## Work required
Output every line of the records below as a JSON list of strings, one string per line, omitting blank lines. Leave the pictures out of your answer.

Coordinate annotation records:
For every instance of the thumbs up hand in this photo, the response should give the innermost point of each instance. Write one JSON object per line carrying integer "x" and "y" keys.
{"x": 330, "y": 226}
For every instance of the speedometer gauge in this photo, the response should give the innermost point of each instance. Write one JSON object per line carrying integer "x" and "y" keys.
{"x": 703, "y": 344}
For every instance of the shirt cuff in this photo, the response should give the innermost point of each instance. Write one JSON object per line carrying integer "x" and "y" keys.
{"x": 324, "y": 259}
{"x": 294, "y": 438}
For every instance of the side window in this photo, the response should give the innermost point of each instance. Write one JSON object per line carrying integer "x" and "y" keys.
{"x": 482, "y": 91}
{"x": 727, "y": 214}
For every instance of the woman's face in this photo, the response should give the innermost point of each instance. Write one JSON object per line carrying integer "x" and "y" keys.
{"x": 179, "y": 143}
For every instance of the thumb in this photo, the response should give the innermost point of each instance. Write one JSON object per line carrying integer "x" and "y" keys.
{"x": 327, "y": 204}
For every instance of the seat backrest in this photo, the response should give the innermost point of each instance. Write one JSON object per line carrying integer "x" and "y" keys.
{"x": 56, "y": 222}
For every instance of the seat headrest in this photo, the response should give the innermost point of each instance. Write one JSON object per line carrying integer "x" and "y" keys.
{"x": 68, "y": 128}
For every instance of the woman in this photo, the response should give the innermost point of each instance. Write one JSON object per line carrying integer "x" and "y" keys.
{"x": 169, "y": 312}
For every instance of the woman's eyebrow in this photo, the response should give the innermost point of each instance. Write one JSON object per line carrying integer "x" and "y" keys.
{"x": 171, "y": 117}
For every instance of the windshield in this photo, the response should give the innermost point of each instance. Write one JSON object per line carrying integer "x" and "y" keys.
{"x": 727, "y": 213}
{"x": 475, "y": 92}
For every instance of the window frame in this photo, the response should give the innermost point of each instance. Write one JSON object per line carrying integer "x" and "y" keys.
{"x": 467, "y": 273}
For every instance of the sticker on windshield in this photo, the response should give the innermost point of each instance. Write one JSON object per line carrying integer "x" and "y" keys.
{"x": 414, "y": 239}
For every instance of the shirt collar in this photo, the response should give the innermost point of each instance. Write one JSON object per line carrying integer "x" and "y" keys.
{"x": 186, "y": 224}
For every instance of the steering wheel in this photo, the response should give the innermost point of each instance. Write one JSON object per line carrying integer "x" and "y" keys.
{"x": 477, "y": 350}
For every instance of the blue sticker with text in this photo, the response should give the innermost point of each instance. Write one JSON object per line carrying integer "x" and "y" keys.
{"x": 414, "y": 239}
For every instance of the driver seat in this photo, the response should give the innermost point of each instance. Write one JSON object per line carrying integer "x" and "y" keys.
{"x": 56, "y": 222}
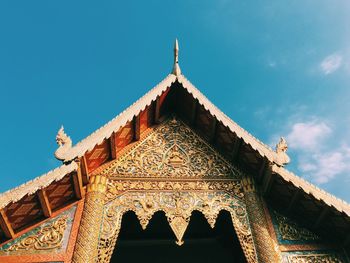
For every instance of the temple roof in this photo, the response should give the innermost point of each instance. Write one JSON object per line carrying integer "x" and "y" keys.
{"x": 119, "y": 121}
{"x": 236, "y": 145}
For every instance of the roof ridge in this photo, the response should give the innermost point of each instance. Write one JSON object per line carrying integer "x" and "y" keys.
{"x": 106, "y": 130}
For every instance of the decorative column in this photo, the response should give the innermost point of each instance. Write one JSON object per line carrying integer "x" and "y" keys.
{"x": 263, "y": 243}
{"x": 85, "y": 250}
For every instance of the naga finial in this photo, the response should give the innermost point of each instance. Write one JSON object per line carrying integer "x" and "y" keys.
{"x": 281, "y": 150}
{"x": 176, "y": 68}
{"x": 64, "y": 142}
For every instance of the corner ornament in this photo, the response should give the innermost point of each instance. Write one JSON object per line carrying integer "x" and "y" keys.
{"x": 64, "y": 142}
{"x": 281, "y": 152}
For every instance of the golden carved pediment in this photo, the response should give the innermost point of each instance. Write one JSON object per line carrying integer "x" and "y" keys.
{"x": 172, "y": 150}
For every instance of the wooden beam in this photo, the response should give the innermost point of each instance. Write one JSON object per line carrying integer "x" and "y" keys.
{"x": 293, "y": 201}
{"x": 346, "y": 241}
{"x": 113, "y": 147}
{"x": 262, "y": 169}
{"x": 321, "y": 217}
{"x": 193, "y": 112}
{"x": 84, "y": 170}
{"x": 136, "y": 127}
{"x": 212, "y": 131}
{"x": 6, "y": 225}
{"x": 268, "y": 181}
{"x": 157, "y": 111}
{"x": 78, "y": 184}
{"x": 236, "y": 148}
{"x": 45, "y": 203}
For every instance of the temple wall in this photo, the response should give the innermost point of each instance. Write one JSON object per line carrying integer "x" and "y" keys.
{"x": 298, "y": 244}
{"x": 50, "y": 241}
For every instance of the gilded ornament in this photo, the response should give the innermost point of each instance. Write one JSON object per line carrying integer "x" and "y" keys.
{"x": 48, "y": 237}
{"x": 172, "y": 150}
{"x": 178, "y": 207}
{"x": 315, "y": 258}
{"x": 289, "y": 230}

## Written reply
[
  "For every instance of the thumbs up hand in this photo, the response should give the innermost point of each instance. Write one JSON object per line carrying integer \"x\" and \"y\" keys.",
  "{\"x\": 330, \"y\": 226}",
  "For every instance of the speedometer gauge in this photo, the response should give the innermost point of each instance. Write one JSON object per line carrying integer \"x\" and \"y\" keys.",
  "{\"x\": 703, \"y\": 344}",
  "For every instance of the shirt cuff in this photo, the response should give the innermost point of each instance. Write one JSON object per line carrying integer \"x\" and \"y\" keys.",
  "{\"x\": 324, \"y\": 259}",
  "{\"x\": 294, \"y\": 438}",
  "For every instance of the side window in this photo, the response should give the innermost point of each instance. Write one JSON object per line carrying integer \"x\" and \"y\" keys.",
  "{\"x\": 482, \"y\": 91}",
  "{\"x\": 727, \"y\": 214}",
  "For every instance of the woman's face in this photo, the response should give the innermost point of each instance. Write one JSON object per line carrying integer \"x\" and \"y\" keys.",
  "{\"x\": 179, \"y\": 143}",
  "For every instance of the thumb in this photo, the response should give the innermost point of each instance. Write one JSON object per line carrying integer \"x\" and \"y\" keys.",
  "{\"x\": 327, \"y\": 204}",
  "For every instance of the seat backrest in this photo, the response should give the innermost point of each instance. Write one JSON object per line carrying integer \"x\" and \"y\" keys.",
  "{\"x\": 56, \"y\": 222}",
  "For every instance of the seat headrest in this photo, the response should give the innermost point of each instance. Write one JSON object per line carrying integer \"x\" and \"y\" keys.",
  "{\"x\": 68, \"y\": 128}",
  "For every instance of the woman in this photo, the response should give the innermost point of each instance. Write one JSON object per line carrying integer \"x\" and \"y\" keys.",
  "{\"x\": 169, \"y\": 312}",
  "For every instance of the woman's eyebrow in this photo, the response should give the innermost point of each instance. Write one JSON object per line carrying integer \"x\" and \"y\" keys.",
  "{\"x\": 171, \"y\": 117}",
  "For every instance of the windshield in this photo, the response should give the innermost point of each instance. Write one JSON object per line carrying integer \"x\" and \"y\" keys.",
  "{\"x\": 727, \"y\": 213}",
  "{\"x\": 475, \"y\": 92}",
  "For every instance of the window frame in this photo, the response should give the innermost point of each instance. Write one JSON object per line carrying integer \"x\" and \"y\" keys.",
  "{\"x\": 467, \"y\": 273}",
  "For every instance of the sticker on windshield in this photo, the response should give the innermost point of each instance. Write one JSON object per line carrying integer \"x\" and \"y\" keys.",
  "{\"x\": 414, \"y\": 239}",
  "For every instance of the shirt collar in this photo, the response should give the innermost point of each instance. Write one JSON object per line carrying integer \"x\" and \"y\" keys.",
  "{\"x\": 186, \"y\": 224}",
  "For every instance of the steering wheel in this photo, the response should give the innermost point of each instance. Write one JSON object per line carrying integer \"x\" and \"y\" keys.",
  "{\"x\": 477, \"y\": 350}",
  "For every instance of the blue sticker with text in this photo, the response should give the innermost point of each instance. Write one JSON object per line carrying integer \"x\" and \"y\" keys.",
  "{\"x\": 414, \"y\": 239}",
  "For every instance of the driver seat in this photo, the response should give the innermost point of each instance. Write one JSON object per line carrying integer \"x\" and \"y\" keys.",
  "{\"x\": 56, \"y\": 222}",
  "For every instance of the temple roof in this photo, the response should give the innermost point of each instance. Write one JSON object per line carrying integer \"x\" and \"y\" keys.",
  "{\"x\": 119, \"y\": 121}",
  "{\"x\": 236, \"y\": 145}",
  "For every instance of the roof ridge in this photo, the response should give the innermost point of each instance. Write one JSON object per line carrying integer \"x\" and \"y\" keys.",
  "{\"x\": 106, \"y\": 130}",
  "For every instance of the decorative column in this photo, the response should give the innermost point of each instance. Write one JSON object per line carrying integer \"x\" and \"y\" keys.",
  "{\"x\": 263, \"y\": 243}",
  "{\"x\": 85, \"y\": 250}",
  "For every instance of the naga finial in this photo, the response should give the innermost point of each instance. Write one JSON object per line carrying integer \"x\" and \"y\" keys.",
  "{\"x\": 281, \"y\": 150}",
  "{\"x\": 176, \"y\": 68}",
  "{\"x\": 64, \"y\": 142}",
  "For every instance of the corner ornament in this photo, the response should give the innermost point of each instance. Write one JSON object per line carrying integer \"x\" and \"y\" keys.",
  "{\"x\": 64, \"y\": 142}",
  "{\"x\": 281, \"y\": 152}",
  "For every instance of the golden carved pediment in this photo, the response should give the innermost point of each instance. Write one JSON object per line carrying integer \"x\" and \"y\" keys.",
  "{\"x\": 172, \"y\": 150}",
  "For every instance of the wooden beam in this photo, the response should give the innermost point of each instance. Write one JSON object per line carrying integer \"x\" and \"y\" keys.",
  "{\"x\": 293, \"y\": 201}",
  "{\"x\": 346, \"y\": 241}",
  "{\"x\": 113, \"y\": 147}",
  "{\"x\": 262, \"y\": 169}",
  "{\"x\": 321, \"y\": 217}",
  "{\"x\": 193, \"y\": 112}",
  "{\"x\": 84, \"y\": 170}",
  "{\"x\": 136, \"y\": 127}",
  "{\"x\": 212, \"y\": 131}",
  "{\"x\": 6, \"y\": 225}",
  "{\"x\": 268, \"y\": 181}",
  "{\"x\": 157, \"y\": 111}",
  "{\"x\": 78, \"y\": 184}",
  "{\"x\": 236, \"y\": 148}",
  "{\"x\": 45, \"y\": 203}",
  "For every instance of the temple wall in this photo, the response should give the innermost point of each instance. Write one JSON object per line carrying integer \"x\" and \"y\" keys.",
  "{\"x\": 298, \"y\": 244}",
  "{\"x\": 50, \"y\": 241}",
  "For every instance of the gilded ornament in this photo, the response should give the innermost point of each instance. Write one JSON object per line carrying integer \"x\" and \"y\" keys.",
  "{\"x\": 48, \"y\": 237}",
  "{\"x\": 172, \"y\": 150}",
  "{\"x\": 178, \"y\": 207}",
  "{\"x\": 315, \"y\": 258}",
  "{\"x\": 289, \"y\": 230}"
]